## Aim:
Report each line of the entries below that contains the string "BATCH", matching case exactly.

Dataset excerpt:
########################################

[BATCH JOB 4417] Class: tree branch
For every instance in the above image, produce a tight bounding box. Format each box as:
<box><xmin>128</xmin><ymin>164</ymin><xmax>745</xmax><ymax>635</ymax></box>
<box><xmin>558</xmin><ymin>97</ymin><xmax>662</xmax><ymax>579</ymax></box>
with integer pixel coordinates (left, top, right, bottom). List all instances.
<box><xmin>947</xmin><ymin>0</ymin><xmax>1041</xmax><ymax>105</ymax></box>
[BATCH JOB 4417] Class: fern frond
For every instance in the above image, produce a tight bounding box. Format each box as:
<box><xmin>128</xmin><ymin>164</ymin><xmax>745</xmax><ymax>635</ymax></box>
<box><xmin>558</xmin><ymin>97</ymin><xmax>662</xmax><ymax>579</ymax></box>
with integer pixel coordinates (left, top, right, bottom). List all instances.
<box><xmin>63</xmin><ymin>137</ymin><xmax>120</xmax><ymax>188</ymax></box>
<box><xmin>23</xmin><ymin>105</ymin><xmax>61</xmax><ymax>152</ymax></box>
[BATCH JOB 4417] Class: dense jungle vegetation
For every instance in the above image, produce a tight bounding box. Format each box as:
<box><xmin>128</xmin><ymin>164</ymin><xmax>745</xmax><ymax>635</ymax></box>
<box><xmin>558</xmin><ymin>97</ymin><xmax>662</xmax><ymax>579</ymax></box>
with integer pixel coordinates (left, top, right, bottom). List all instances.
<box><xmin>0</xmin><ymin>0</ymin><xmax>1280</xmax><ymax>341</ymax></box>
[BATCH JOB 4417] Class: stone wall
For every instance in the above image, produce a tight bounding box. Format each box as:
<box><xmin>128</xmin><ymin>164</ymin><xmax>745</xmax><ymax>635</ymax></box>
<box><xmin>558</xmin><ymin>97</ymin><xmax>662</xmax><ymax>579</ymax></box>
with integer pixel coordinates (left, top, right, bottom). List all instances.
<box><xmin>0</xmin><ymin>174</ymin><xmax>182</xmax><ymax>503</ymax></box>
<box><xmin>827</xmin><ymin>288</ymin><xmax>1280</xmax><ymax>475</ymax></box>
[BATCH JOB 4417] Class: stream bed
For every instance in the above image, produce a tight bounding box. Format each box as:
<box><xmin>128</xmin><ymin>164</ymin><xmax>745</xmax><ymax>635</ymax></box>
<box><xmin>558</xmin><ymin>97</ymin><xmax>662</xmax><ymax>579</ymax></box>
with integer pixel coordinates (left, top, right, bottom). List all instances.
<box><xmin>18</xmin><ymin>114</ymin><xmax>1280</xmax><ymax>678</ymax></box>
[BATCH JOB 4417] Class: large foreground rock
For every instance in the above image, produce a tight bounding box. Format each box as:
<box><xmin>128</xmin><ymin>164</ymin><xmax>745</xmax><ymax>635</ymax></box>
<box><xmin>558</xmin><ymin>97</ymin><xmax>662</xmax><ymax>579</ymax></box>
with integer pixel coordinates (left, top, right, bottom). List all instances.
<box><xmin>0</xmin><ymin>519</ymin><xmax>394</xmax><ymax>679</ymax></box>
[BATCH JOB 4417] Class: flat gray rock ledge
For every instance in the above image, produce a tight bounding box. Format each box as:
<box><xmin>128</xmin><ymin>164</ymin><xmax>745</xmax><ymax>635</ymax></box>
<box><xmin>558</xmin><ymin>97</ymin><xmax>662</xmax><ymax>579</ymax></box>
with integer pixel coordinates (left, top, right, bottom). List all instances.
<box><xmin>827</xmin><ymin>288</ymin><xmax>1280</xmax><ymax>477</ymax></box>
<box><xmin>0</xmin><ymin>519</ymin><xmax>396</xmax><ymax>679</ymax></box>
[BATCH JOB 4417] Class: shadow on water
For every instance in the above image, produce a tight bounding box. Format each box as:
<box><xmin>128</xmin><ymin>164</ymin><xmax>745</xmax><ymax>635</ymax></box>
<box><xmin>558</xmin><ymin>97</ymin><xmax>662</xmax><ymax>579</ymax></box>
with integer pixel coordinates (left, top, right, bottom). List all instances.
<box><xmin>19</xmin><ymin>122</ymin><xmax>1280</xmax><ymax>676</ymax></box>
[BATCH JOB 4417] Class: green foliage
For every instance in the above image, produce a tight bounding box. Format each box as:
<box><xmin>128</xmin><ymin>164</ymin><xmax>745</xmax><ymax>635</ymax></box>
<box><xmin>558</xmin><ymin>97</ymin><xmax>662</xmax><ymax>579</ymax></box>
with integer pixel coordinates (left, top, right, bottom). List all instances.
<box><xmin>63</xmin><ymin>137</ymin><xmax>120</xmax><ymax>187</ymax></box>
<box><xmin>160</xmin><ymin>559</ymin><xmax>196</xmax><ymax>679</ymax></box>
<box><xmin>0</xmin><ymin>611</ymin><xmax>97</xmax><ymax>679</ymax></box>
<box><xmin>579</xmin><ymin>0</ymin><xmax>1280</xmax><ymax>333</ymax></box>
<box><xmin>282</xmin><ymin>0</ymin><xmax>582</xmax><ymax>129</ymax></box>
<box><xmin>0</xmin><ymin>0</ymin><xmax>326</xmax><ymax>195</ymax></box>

########################################

## Solution for this exercise:
[BATCH JOB 4417] Class: tree branch
[BATCH JOB 4417] Class: fern frond
[BATCH JOB 4417] Class: dense jungle vegetation
[BATCH JOB 4417] Class: stone wall
[BATCH JOB 4417] Class: stream bed
[BATCH JOB 4417] Class: large foreground rock
[BATCH JOB 4417] Class: flat gray rock ledge
[BATCH JOB 4417] Class: shadow on water
[BATCH JOB 4417] Class: green foliage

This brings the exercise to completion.